WORK REQUEST - Omit every picture and return the rest of the data unaltered.

(MATERIAL SHOWN begins)

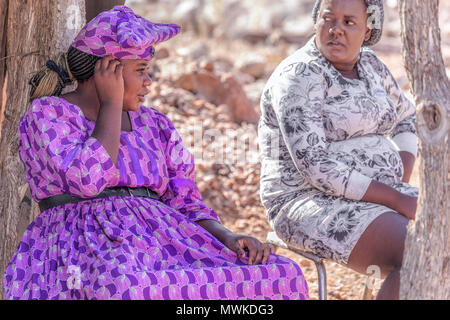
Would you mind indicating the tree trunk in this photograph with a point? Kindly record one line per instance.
(35, 31)
(426, 263)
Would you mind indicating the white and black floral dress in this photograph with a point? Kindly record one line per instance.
(323, 138)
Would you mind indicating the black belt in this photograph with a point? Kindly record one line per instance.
(61, 199)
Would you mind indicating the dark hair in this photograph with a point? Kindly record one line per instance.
(376, 32)
(63, 70)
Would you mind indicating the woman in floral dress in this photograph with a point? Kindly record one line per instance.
(338, 145)
(121, 215)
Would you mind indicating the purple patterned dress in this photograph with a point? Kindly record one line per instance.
(125, 247)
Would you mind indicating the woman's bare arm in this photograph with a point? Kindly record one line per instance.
(385, 195)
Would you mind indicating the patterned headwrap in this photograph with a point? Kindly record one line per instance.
(122, 34)
(375, 20)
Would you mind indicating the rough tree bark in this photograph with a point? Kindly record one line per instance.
(34, 31)
(426, 263)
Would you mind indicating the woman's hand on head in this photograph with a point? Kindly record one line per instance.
(258, 252)
(109, 81)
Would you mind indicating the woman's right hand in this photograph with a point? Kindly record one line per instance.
(109, 81)
(407, 206)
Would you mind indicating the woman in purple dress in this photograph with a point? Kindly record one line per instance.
(121, 216)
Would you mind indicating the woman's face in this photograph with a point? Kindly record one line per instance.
(136, 80)
(341, 29)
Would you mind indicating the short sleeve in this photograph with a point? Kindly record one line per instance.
(298, 96)
(182, 193)
(404, 134)
(61, 153)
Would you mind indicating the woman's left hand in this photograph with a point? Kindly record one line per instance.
(258, 252)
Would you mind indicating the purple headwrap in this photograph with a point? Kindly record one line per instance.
(122, 34)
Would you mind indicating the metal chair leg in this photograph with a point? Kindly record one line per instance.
(322, 280)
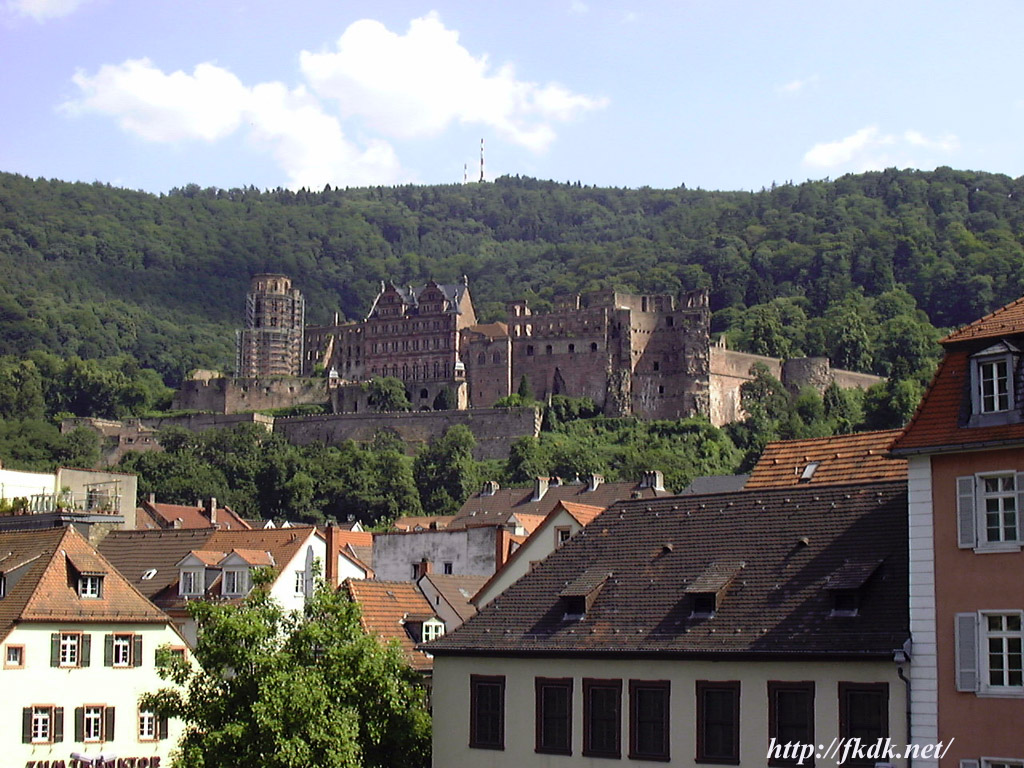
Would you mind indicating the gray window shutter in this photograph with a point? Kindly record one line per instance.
(86, 649)
(1020, 502)
(967, 651)
(967, 522)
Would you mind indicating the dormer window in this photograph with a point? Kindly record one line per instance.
(993, 398)
(236, 582)
(702, 604)
(190, 582)
(90, 586)
(432, 629)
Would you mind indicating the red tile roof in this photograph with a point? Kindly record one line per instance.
(786, 544)
(384, 607)
(1004, 322)
(165, 515)
(851, 458)
(47, 591)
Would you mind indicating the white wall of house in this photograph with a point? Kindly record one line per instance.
(39, 684)
(471, 552)
(452, 712)
(542, 543)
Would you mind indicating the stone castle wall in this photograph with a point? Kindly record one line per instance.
(496, 429)
(237, 395)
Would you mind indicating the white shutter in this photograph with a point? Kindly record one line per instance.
(967, 522)
(1020, 504)
(967, 651)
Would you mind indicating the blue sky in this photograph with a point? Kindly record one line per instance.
(153, 94)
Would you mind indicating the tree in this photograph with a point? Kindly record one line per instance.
(386, 394)
(444, 471)
(285, 689)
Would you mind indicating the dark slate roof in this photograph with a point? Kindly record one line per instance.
(778, 552)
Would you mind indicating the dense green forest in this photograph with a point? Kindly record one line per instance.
(861, 267)
(109, 296)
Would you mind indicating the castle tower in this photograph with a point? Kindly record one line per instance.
(270, 344)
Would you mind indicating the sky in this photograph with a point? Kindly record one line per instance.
(719, 94)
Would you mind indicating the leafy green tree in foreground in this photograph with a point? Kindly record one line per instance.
(304, 689)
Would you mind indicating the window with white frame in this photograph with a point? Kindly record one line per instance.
(146, 726)
(42, 725)
(990, 652)
(70, 647)
(190, 582)
(992, 391)
(236, 582)
(92, 724)
(90, 585)
(432, 629)
(988, 511)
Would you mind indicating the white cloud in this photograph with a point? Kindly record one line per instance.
(212, 103)
(795, 86)
(869, 148)
(420, 83)
(44, 9)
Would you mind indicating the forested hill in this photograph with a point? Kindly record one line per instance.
(838, 267)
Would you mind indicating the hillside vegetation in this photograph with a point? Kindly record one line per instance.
(861, 268)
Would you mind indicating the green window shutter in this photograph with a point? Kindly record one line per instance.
(967, 651)
(86, 649)
(967, 537)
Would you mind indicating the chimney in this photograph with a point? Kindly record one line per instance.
(653, 479)
(540, 487)
(333, 551)
(424, 567)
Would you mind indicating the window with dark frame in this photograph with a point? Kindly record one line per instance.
(486, 712)
(718, 722)
(791, 717)
(553, 715)
(649, 719)
(863, 714)
(602, 718)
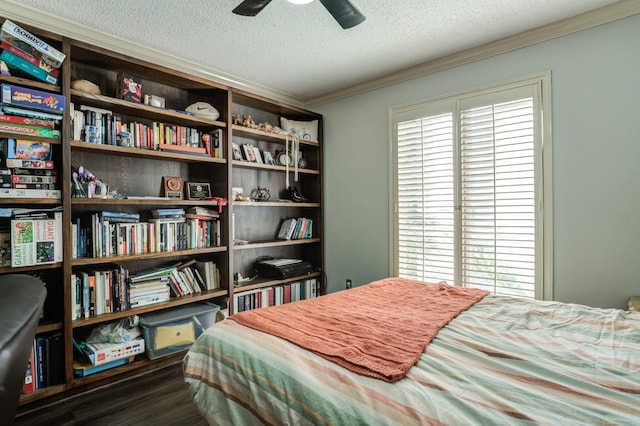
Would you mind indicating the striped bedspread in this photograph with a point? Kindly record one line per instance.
(503, 361)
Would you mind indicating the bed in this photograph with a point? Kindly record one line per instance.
(500, 360)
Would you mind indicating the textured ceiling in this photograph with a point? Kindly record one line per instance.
(301, 50)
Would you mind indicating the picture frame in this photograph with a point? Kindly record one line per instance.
(249, 155)
(268, 158)
(237, 153)
(198, 190)
(172, 187)
(256, 152)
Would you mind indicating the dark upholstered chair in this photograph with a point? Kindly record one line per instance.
(21, 301)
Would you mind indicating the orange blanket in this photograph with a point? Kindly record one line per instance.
(378, 330)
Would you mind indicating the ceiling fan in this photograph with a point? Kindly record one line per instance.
(342, 10)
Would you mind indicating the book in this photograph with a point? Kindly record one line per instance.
(16, 63)
(23, 39)
(22, 129)
(29, 376)
(30, 193)
(23, 112)
(5, 245)
(28, 121)
(24, 149)
(36, 241)
(129, 88)
(30, 58)
(29, 164)
(34, 99)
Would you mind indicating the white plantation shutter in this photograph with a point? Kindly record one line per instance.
(468, 186)
(426, 198)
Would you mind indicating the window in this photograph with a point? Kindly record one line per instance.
(472, 189)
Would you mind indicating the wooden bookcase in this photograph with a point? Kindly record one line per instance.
(138, 172)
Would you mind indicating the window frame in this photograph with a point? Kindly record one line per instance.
(450, 102)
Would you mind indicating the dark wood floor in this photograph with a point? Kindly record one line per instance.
(158, 398)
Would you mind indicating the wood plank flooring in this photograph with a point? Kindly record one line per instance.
(158, 398)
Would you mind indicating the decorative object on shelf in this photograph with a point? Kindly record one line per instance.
(154, 100)
(198, 190)
(292, 193)
(172, 187)
(260, 194)
(237, 153)
(305, 130)
(203, 109)
(238, 194)
(268, 158)
(85, 86)
(129, 88)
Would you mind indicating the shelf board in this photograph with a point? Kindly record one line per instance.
(29, 83)
(52, 141)
(248, 132)
(268, 282)
(146, 153)
(264, 244)
(46, 327)
(273, 204)
(115, 259)
(23, 200)
(21, 269)
(250, 165)
(175, 301)
(41, 393)
(144, 111)
(142, 201)
(136, 367)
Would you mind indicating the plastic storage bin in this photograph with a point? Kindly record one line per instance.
(173, 330)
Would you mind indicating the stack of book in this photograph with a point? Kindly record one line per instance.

(MATERIAL SHOWN ends)

OUTPUT FOR THIS EXERCISE -
Would you mind indicating the tree trunk in this photograph with a point? Kindly record one line per instance.
(35, 31)
(426, 263)
Would you mind indicating the white and black floral dress in this photograph with a point? Kindly record one line per instance.
(323, 138)
Would you mind indicating the black belt in this photograph with a point? Kindly record one line per instance.
(61, 199)
Would you mind indicating the dark hair in this photograph with a point? Kindly record one line per instance.
(376, 32)
(63, 70)
Would you mind indicating the woman in floral dress in this photograph with a point? Kindly record one line per instance.
(338, 145)
(121, 215)
Would you mind indicating the purple patterned dress in this photograph with a point? Kindly record one line per instance.
(125, 247)
Would you mind indicating the woman's bare arm in this photograph with a point? Kindly record one line per instance.
(385, 195)
Would you mind indicating the patterned headwrap in this photograph with a point? Kindly record one line per instance.
(122, 34)
(375, 20)
Would you mind indicating the rough tree bark in this photograph with a point? Kindly record one line per instance.
(34, 31)
(426, 263)
Would you mind indicating the woman's hand on head in this photograph with a point? Kindly record one line per instance.
(258, 252)
(109, 81)
Would you mind indicating the woman's right hand in this photograph with a point? Kindly record one line per instance.
(109, 81)
(407, 206)
Would you mind indicating the woman in purple dress in this photograph with a point? Kindly record one line per instance.
(121, 216)
Would you mind indicating the woman's face in this photograph with a point? Kindly record one line per instance.
(136, 80)
(341, 29)
Would you mind indicating the short sleeve in this photograph with a point? Kindly record one line per instance.
(298, 96)
(182, 193)
(404, 134)
(61, 153)
Would you mind indicating the woman's left hand in this photograph with a point? Kindly record one line per instance.
(258, 252)
Would you mind indicating the purple headwrap in this photograph with a point? Kindly record one line per instance.
(122, 34)
Would you mind indicating the metal chair leg in this photograph with a point? Kindly record one line per instance.
(322, 280)
Would you mind indicating the gray window shutter in this photograph with a point? Kindly record one line per instance.
(86, 649)
(1020, 502)
(967, 651)
(967, 522)
Would you mind indicating the dormer window in this photograph with a point? Kindly record one line per instance.
(993, 398)
(236, 582)
(702, 604)
(190, 582)
(90, 586)
(432, 629)
Would you mind indicating the red tile roof in this photograph with a point? Kindly record one line per instance.
(786, 544)
(384, 607)
(1004, 322)
(165, 515)
(851, 458)
(47, 591)
Would you mind indicating the white wall of house in this photograph with a point? Kindly record one line per instance.
(39, 684)
(471, 552)
(452, 712)
(542, 543)
Would you mind indicating the stone castle wall in this photograph with a point? Kindly record one line per instance.
(496, 429)
(237, 395)
Would you mind indicating the white shutter in this photograph with a point? Kindly record one line per instance.
(967, 522)
(1020, 504)
(967, 651)
Would you mind indicating the blue sky in this photograph with a point? Kindly record one line per instance.
(153, 94)
Would you mind indicating the tree in this photograph with a point? Kindly record one line per instance.
(386, 394)
(444, 471)
(285, 689)
Would you mind indicating the dark slate roof in this photograph with a point? Kindly record one line per instance.
(778, 552)
Would you mind indicating the dense green forest in this photograph with a point? Kindly record one line per instance.
(861, 267)
(109, 296)
Would you mind indicating the castle tower in this photograph with a point? Kindly record one line per instance.
(270, 344)
Would you mind indicating the sky in this photograph with a point? Kindly record one line per instance.
(719, 94)
Would you mind indicating the leafy green tree in foreground in this photograph with a point? Kindly record one line per instance.
(304, 689)
Would you mind indicating the window with white frame in this photograph with a point? Kindly record one line per instance.
(146, 726)
(42, 725)
(990, 652)
(70, 647)
(190, 582)
(992, 391)
(236, 582)
(92, 724)
(90, 585)
(432, 629)
(988, 511)
Would you mind indicating the white cloud in this photograph with a point? Kindly record one line per instance.
(212, 103)
(795, 86)
(869, 148)
(420, 83)
(44, 9)
Would you mind indicating the forested hill in this photograph with a point? Kindly record one line per instance.
(838, 267)
Would you mind indicating the hillside vegetation in this photograph with a point? Kindly record one line per instance.
(861, 268)
Would you mind indicating the green window shutter in this photograph with a point? Kindly record one line per instance.
(967, 651)
(86, 649)
(967, 537)
Would you mind indicating the chimney in this photograph with a point? Kindly record one line per instance.
(653, 479)
(540, 487)
(333, 551)
(424, 567)
Would you mind indicating the window with dark frame in this photograph with a point? Kindly record one line per instance.
(486, 712)
(718, 722)
(791, 717)
(553, 715)
(649, 719)
(863, 714)
(602, 718)
Would you mind indicating the striped bedspread in this photograph with a point? Kindly record one line per instance.
(503, 361)
Would you mind indicating the bed in this photograph with a point? Kindly record one line per instance.
(500, 360)
Would you mind indicating the textured ceiling in this photograph with a point? Kindly record one line per instance.
(301, 50)
Would you mind indicating the picture frame in this photograph with a point? Kindly record one line per instance.
(249, 155)
(268, 158)
(237, 153)
(198, 190)
(172, 187)
(256, 152)
Would you mind indicating the dark upholstered chair in this photograph with a point? Kindly record one line per instance.
(21, 301)
Would you mind indicating the orange blanket in this photograph with a point? Kindly record one line per instance.
(378, 330)
Would you mind indicating the ceiling fan in this photograph with a point? Kindly record one line per instance.
(342, 10)
Would you mind indicating the book in this photograph with a point? Kindly record one line per instance.
(16, 63)
(23, 39)
(22, 129)
(29, 376)
(30, 193)
(23, 112)
(5, 245)
(28, 121)
(24, 149)
(36, 241)
(129, 88)
(30, 58)
(29, 164)
(34, 99)
Would you mind indicating the white plantation shutter in this photograph with a point? Kindly record one line per instance.
(468, 186)
(426, 198)
Would you mind indicating the window in this photograph with a point? Kindly record one line per instance.
(472, 189)
Would you mind indicating the wooden bookcase in this photograph with a point? Kindly record one line per instance.
(138, 172)
Would you mind indicating the window frame in this photograph with a point? Kindly record one line per instance.
(450, 102)
Would you mind indicating the dark wood floor in this photograph with a point? Kindly record one line per instance.
(158, 398)
Would you mind indicating the wood plank flooring in this photograph with a point? Kindly record one line per instance.
(158, 398)
Would you mind indicating the decorative object on shelf in this photograph with a point? Kindly record one line per instance.
(154, 100)
(198, 190)
(292, 193)
(172, 187)
(260, 194)
(237, 153)
(305, 130)
(203, 109)
(238, 194)
(268, 158)
(85, 86)
(129, 88)
Would you mind indicating the shelf board in this photograph with a point? Kindly record one line per instance.
(29, 83)
(52, 141)
(248, 132)
(268, 282)
(146, 153)
(264, 244)
(46, 327)
(273, 204)
(115, 259)
(23, 200)
(21, 269)
(250, 165)
(175, 301)
(41, 393)
(144, 111)
(142, 201)
(136, 367)
Would you mind indicating the plastic storage bin in this photograph with a point? Kindly record one line per instance.
(173, 330)
Would you mind indicating the stack of book in this photograph with a point? Kindly record one line per instance.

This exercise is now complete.